- **INPUT DATA**

____

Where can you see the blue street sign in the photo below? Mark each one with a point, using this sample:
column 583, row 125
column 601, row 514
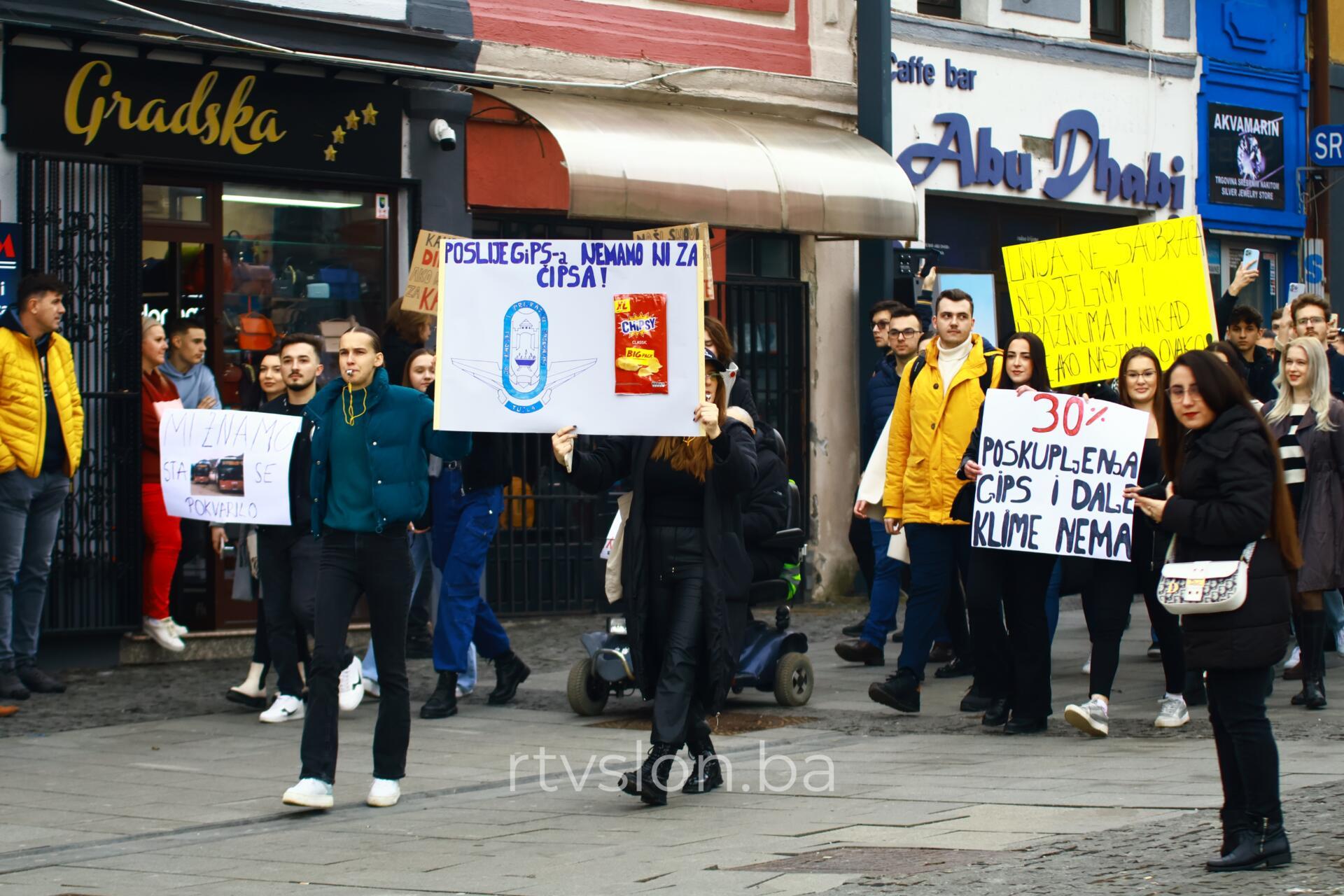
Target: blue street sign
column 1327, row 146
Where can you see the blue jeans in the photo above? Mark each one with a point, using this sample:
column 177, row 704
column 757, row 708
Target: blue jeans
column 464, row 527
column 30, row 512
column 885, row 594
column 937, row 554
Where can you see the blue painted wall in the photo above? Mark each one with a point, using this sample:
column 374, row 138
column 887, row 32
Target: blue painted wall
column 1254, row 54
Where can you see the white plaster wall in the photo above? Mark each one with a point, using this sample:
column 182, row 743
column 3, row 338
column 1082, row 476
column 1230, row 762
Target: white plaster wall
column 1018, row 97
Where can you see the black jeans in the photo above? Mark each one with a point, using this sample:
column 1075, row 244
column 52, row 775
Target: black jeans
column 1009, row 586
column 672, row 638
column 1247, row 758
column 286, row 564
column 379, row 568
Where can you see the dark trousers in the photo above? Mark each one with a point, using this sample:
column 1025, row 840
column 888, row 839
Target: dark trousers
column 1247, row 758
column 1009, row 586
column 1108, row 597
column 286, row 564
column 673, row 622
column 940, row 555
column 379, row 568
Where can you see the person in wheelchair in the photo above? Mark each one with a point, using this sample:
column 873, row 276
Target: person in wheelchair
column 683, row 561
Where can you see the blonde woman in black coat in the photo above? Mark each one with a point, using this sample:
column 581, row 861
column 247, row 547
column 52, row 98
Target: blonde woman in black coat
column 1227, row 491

____

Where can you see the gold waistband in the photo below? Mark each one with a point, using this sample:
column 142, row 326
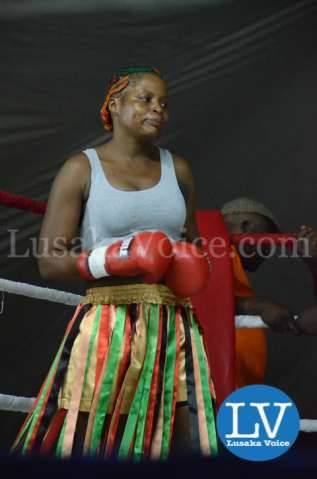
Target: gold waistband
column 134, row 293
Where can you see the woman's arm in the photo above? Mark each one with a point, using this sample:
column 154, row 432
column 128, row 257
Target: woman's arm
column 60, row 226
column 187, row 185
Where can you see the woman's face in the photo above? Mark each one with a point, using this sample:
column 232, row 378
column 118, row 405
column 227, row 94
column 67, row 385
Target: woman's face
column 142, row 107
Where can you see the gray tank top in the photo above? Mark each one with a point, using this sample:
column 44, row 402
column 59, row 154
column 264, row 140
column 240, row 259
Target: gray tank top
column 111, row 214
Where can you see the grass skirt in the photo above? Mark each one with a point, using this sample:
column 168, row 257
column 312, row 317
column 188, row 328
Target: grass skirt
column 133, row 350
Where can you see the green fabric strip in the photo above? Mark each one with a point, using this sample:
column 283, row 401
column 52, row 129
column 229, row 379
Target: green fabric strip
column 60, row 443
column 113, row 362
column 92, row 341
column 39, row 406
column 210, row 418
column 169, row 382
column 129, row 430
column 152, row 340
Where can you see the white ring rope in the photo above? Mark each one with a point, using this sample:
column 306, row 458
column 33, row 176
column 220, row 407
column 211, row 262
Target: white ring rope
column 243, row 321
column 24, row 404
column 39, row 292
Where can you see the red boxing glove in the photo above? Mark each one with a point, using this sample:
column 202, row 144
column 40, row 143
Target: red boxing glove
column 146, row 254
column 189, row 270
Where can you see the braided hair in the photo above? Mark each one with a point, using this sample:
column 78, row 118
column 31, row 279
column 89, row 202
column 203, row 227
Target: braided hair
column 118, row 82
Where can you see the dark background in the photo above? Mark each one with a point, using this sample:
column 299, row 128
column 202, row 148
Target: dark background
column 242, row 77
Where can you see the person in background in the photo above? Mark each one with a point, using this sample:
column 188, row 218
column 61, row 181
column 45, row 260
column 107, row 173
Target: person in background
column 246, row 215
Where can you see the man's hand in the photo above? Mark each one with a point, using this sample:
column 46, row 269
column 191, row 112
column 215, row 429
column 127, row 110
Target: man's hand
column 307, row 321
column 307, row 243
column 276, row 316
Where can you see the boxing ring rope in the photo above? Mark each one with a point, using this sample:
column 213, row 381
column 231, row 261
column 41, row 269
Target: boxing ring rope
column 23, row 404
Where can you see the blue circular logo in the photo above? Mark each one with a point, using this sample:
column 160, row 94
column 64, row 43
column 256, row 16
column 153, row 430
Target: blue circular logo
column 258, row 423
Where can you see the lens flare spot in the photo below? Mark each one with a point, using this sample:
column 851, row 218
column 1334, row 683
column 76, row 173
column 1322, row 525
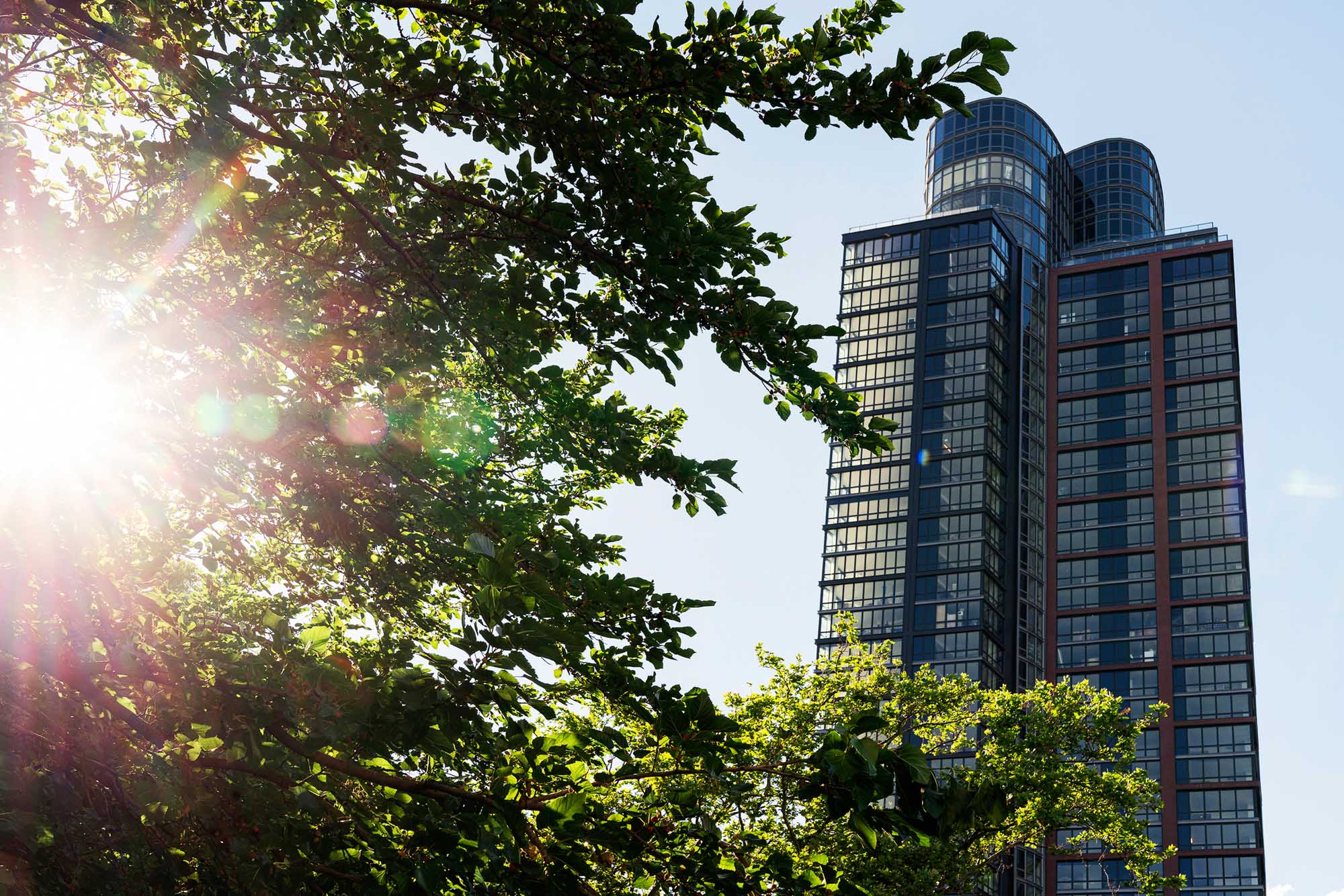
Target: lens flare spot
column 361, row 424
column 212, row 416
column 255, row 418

____

- **EXERCISE BRIEF**
Swap "Target" for "Label" in the records, starting with the line that contains "Where can you see the person in background" and going on through the line that contains "column 255, row 418". Give back only those lines with nothing else changed, and leave the pictures out.

- **ANSWER TO THE TASK**
Where can you see the person in background in the photo above? Mark each one with a point, using this sample:
column 188, row 218
column 61, row 181
column 45, row 260
column 107, row 173
Label: person in background
column 246, row 215
Where can you see the man's hand in the photo above? Mark each one with a point, using this sample:
column 46, row 269
column 191, row 112
column 215, row 429
column 127, row 110
Label: man's hand
column 307, row 321
column 307, row 243
column 276, row 316
Where can you see the boxing ring rope in the photo above? Mark each one with a point, using this sample:
column 213, row 381
column 231, row 261
column 41, row 269
Label: boxing ring rope
column 23, row 404
Where can you see the blue circular logo in the photo above? Mark each one with a point, using this sample:
column 160, row 94
column 64, row 43
column 256, row 16
column 153, row 430
Label: blue circular logo
column 258, row 423
Where can you see the lens flare spot in the photo below? Mark each one with a point, using this sample:
column 851, row 218
column 1334, row 683
column 76, row 173
column 1322, row 525
Label: lens flare spot
column 361, row 424
column 212, row 416
column 255, row 418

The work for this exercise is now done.